EXERCISE TASKS
1. From the essay about being bad at history, list every topic the writer names as something discussed in history class. Include both the topics counted as history and those set aside as social studies.
2. In the essay about being bad at history, how does the writer say he would look in old news tapes of events from the sixties?
3. Carry the essay about being bad at history forward from its last sentence, in the same voice.

Recently I was talking about how I am stupid. I was saying, actually, that everyone is stupid. The trick is to figure out, for each one of us, how. One of the ways that I am stupid is that I suck at history.
I don't completely suck at history. For example, I can be a part of history, no problem. You could in theory go back to certain of those old news tapes of events ("happ'nins") in the sixties and find me. OK, I would be the guy on the edge of the shot looking like I got lost on the way to the chess club, but I'm, like, there.
My problem is, I don't know where there was. In the case of the sixties this makes me good at history, because there wasn't any there there, actually. But it doesn't work for other times.
|Mr. Rumsfeld is displaying all the signs of a man whose knowledge of the history of the world consists mainly in knowing how to make blowing up sounds.|
One of my big problems with history was figuring out why, when we were talking about battles and what famous people were getting burned at the stake, THAT was history, but when we were talking about, say, ancient customs and what kind of culture they had, our history books were supposed to be closed because talking about culture was some kind of social studies. If history isn't social studies, what is it? I still don't get that.

PROVIDED DATA
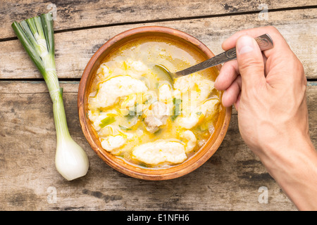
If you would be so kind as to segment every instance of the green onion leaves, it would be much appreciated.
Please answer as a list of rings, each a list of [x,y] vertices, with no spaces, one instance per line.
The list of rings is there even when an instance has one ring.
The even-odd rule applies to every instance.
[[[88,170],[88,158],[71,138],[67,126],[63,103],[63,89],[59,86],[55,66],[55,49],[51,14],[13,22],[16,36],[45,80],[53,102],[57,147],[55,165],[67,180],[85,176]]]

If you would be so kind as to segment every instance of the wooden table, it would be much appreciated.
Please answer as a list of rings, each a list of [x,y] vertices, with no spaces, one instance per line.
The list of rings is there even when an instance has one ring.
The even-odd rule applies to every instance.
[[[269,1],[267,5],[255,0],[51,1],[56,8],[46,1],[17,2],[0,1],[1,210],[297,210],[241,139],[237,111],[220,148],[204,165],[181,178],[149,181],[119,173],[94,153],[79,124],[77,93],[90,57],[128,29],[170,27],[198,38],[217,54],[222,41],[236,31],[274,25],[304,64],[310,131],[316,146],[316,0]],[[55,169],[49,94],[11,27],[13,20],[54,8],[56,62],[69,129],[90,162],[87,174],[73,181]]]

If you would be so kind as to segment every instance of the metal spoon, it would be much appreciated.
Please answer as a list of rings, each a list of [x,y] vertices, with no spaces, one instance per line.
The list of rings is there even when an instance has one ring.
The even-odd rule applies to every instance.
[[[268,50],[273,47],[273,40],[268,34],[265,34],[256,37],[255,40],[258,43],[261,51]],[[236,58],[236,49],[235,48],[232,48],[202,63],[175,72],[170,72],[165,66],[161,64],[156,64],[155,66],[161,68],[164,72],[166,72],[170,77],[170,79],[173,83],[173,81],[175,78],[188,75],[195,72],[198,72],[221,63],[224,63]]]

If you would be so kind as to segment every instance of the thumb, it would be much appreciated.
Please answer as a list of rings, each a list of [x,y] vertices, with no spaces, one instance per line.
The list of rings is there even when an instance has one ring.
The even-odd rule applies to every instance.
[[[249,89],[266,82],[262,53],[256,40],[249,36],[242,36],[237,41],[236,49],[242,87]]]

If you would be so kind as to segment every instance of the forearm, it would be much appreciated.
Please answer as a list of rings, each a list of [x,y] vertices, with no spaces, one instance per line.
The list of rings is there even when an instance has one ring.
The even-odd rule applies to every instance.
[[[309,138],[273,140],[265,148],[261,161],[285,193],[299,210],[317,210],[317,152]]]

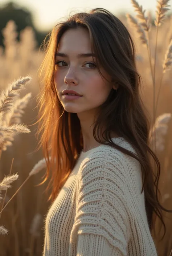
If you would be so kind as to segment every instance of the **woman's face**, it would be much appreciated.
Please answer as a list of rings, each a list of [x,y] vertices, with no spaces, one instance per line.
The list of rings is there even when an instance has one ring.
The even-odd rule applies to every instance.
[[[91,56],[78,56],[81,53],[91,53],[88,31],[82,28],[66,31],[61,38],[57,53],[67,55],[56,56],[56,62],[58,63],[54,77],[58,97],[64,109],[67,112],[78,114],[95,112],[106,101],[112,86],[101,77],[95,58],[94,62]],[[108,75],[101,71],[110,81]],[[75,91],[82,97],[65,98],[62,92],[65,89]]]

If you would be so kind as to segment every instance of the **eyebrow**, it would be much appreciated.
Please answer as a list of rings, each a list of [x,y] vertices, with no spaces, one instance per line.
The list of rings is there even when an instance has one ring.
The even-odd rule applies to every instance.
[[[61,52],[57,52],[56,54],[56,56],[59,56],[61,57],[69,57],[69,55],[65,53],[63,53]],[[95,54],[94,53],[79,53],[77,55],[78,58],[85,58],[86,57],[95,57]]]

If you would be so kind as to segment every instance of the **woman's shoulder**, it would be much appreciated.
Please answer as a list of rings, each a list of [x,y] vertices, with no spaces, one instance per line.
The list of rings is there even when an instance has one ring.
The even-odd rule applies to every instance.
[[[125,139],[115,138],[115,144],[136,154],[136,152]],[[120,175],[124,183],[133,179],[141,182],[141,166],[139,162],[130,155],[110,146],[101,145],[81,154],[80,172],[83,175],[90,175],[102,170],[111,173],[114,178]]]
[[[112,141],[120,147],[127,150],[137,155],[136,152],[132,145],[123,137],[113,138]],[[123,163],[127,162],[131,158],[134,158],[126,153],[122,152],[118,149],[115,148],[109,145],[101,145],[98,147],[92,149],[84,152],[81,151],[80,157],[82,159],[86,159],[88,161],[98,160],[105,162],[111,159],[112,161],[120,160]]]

--

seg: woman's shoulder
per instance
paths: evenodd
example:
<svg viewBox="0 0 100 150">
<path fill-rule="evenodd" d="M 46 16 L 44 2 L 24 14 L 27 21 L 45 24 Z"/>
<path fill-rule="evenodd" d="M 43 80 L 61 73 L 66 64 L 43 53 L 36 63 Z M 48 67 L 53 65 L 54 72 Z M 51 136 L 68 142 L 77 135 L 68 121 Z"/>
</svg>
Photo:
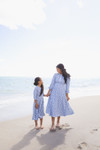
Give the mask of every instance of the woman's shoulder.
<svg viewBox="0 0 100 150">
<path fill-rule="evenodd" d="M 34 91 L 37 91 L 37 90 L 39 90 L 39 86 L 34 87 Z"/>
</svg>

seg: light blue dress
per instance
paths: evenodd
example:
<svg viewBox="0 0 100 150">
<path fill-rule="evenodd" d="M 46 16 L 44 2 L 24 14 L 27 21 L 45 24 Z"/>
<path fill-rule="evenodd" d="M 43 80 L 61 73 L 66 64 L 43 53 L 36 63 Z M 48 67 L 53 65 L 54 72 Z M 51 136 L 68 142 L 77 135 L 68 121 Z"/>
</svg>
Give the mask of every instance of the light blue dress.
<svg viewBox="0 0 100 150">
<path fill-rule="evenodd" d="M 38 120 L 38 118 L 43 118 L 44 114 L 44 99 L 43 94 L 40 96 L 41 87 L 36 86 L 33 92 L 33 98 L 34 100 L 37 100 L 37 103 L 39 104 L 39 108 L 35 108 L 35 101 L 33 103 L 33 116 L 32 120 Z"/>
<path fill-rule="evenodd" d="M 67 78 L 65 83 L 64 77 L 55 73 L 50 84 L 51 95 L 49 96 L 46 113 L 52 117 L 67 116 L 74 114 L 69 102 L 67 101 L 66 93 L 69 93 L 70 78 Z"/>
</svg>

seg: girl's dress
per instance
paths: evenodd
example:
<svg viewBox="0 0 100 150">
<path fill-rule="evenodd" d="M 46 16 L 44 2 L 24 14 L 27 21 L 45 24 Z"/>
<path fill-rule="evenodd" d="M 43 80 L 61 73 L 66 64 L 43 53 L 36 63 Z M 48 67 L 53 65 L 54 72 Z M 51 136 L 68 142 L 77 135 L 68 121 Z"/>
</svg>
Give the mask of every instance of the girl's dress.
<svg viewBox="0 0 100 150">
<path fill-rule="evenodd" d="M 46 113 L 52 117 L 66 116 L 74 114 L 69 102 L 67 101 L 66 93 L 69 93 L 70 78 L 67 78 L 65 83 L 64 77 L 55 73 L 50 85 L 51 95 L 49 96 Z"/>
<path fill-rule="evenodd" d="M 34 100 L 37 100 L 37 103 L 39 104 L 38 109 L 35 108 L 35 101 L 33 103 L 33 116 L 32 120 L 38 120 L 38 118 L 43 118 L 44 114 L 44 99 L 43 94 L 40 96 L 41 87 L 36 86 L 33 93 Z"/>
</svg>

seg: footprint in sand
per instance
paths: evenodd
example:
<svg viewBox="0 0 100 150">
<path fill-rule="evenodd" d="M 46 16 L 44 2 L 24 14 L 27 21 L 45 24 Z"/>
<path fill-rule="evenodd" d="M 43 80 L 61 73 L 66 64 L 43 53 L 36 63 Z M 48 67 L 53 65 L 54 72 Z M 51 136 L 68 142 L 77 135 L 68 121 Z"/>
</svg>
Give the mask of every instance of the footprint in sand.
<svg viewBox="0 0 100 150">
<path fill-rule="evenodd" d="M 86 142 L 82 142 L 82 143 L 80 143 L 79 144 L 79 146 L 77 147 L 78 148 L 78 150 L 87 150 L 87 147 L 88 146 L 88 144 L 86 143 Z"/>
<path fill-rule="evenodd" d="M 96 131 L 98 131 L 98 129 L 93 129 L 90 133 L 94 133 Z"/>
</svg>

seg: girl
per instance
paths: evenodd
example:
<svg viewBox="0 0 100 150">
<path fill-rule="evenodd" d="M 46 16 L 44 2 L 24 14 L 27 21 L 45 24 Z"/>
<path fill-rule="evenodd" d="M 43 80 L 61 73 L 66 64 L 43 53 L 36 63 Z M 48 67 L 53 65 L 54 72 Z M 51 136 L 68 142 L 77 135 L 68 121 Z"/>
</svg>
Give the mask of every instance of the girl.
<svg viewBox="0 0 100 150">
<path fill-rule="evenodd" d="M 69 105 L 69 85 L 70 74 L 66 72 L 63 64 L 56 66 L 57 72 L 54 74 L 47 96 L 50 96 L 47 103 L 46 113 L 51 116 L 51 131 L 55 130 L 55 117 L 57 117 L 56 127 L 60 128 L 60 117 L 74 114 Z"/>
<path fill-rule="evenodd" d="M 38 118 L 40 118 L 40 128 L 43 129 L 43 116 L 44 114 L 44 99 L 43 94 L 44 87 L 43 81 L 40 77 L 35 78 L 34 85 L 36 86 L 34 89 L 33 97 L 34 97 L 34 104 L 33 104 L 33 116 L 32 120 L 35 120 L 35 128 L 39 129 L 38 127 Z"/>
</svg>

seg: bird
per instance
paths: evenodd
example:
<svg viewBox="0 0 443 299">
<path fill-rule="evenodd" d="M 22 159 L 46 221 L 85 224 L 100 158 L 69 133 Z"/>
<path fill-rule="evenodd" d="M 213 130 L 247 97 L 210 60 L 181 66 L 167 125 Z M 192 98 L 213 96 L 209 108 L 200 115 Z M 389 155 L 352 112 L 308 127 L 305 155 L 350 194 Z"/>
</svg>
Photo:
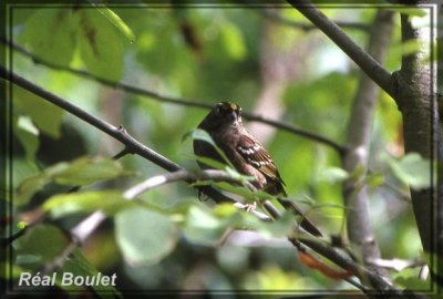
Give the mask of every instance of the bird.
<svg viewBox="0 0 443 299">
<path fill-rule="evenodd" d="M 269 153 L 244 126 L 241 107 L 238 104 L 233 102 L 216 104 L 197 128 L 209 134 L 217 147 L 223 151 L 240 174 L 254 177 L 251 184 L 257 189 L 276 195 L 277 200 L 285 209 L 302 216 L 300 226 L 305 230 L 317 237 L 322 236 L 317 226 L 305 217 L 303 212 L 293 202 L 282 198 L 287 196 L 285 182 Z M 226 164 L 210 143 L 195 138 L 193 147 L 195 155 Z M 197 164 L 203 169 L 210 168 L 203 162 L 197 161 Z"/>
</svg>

...

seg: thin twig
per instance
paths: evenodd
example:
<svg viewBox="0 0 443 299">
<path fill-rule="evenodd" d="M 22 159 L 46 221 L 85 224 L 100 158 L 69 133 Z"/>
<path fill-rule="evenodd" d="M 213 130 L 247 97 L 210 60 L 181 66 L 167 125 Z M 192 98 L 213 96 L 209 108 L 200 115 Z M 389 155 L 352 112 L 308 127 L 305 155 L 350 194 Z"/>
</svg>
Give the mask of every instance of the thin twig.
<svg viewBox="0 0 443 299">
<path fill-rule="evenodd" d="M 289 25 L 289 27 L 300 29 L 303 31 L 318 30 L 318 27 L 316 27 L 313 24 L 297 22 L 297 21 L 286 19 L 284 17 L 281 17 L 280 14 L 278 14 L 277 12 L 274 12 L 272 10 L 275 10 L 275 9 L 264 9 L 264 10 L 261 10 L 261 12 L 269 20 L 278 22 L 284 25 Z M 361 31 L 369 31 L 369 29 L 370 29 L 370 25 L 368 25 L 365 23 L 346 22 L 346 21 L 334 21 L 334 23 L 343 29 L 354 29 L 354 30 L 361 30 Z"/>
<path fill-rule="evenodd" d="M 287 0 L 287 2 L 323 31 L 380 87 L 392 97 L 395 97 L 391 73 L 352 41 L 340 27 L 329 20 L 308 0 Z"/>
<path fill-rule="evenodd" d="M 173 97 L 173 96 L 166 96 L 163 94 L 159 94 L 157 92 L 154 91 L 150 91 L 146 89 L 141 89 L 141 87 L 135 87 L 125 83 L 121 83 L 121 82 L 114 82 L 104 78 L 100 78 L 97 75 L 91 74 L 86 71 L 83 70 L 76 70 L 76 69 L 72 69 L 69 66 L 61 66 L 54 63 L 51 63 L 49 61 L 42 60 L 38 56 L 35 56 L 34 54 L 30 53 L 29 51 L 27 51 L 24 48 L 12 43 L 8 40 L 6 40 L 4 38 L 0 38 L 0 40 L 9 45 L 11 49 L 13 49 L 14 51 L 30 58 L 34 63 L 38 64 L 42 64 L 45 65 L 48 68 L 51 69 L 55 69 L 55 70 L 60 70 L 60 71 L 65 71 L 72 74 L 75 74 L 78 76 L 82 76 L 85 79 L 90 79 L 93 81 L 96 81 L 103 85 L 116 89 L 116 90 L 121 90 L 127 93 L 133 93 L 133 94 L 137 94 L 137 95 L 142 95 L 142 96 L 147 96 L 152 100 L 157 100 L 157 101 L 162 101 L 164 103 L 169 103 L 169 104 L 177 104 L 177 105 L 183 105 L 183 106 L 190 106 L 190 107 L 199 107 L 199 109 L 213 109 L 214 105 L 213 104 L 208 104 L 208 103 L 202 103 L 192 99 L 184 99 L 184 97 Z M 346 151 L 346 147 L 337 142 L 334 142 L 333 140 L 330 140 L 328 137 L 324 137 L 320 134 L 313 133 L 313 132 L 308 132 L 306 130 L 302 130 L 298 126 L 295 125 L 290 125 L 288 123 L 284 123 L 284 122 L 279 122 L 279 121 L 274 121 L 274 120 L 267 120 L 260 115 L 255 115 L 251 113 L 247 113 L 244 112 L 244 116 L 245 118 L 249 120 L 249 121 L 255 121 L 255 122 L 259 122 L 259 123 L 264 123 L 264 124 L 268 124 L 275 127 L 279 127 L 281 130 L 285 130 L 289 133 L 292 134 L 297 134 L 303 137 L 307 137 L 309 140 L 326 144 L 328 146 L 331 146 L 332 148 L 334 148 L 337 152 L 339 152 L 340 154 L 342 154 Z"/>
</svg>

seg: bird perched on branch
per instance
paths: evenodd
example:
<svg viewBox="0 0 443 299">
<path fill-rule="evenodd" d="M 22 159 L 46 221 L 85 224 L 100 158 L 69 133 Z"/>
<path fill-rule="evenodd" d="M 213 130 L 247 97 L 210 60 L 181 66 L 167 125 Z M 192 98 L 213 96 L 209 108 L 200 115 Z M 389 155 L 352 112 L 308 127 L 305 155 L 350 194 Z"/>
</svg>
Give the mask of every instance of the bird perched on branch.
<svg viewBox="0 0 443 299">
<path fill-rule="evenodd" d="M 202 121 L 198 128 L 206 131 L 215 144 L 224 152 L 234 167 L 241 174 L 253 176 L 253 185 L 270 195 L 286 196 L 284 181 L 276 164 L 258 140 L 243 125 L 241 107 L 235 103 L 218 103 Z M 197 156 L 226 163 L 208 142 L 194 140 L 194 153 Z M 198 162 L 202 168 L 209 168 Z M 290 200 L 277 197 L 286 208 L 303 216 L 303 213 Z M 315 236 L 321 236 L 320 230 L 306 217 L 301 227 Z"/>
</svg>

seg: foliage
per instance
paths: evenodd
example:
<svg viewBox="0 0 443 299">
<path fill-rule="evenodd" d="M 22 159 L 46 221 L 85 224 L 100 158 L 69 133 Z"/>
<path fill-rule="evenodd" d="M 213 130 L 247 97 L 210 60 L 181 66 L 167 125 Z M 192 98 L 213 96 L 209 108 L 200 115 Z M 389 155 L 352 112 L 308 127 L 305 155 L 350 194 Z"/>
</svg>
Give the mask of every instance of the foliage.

ANSWERS TO EACH TASK
1.
- Battles
- Which famous people were getting burned at the stake
- Ancient customs
- What kind of culture they had

2. Like the guy on the edge of the shot who got lost on the way to the chess club.

3.
Sometimes people come along with audio-visual aids that help. So back when Masterpiece Theater showed its TV version of Winston Churchill's book, the First Churchills, I learned a thing or two about history then. I learned, among other things, what papists were, that there were such people as Roundheads, that in the olden days (at least ca 1700) everybody was incredibly erudite, and that there might be worse things than just being burned at the stake, parts of you could be burned separately in front of you. Ouch!
The other thing I learned was that Winston Churchill, a former prime minister of England, who wrote the book, must have been incredibly erudite himself. Or else he couldn't have wrote it.
Speaking of audio-visual aids, I believe Defense Secretary Donald Rumsfeld, who also must suck at history but unlike me doesn't know it, has been watching too much of the History Channel. Mr. Rumsfeld is displaying all the signs of a man whose knowledge of the history of the world consists mainly in knowing how to make blowing up sounds. I wouldn't mind but now he's favorably comparing George W. Bush to the afore-mentioned Winston Churchill.
I mean, I didn't know Churchill. He wasn't a friend of mine. But shee-yeah, right.
I'd be less likely to scoff if Rumsfeld wanted to call GW Bush the William McKinley of the new millennium. Not that Churchill wasn't an imperialist in his own day, he was, he was, but I can visualize Bush being McKinleyesque without cracking up.
But that's not what I wanted to talk about in this column. What I wanted to talk about was the art of making blowing up sounds. I don't think it's wrong to be good at making blowing up sounds. I think it's a shame that more people aren't practiced at making convincing explosive noises with their mouths.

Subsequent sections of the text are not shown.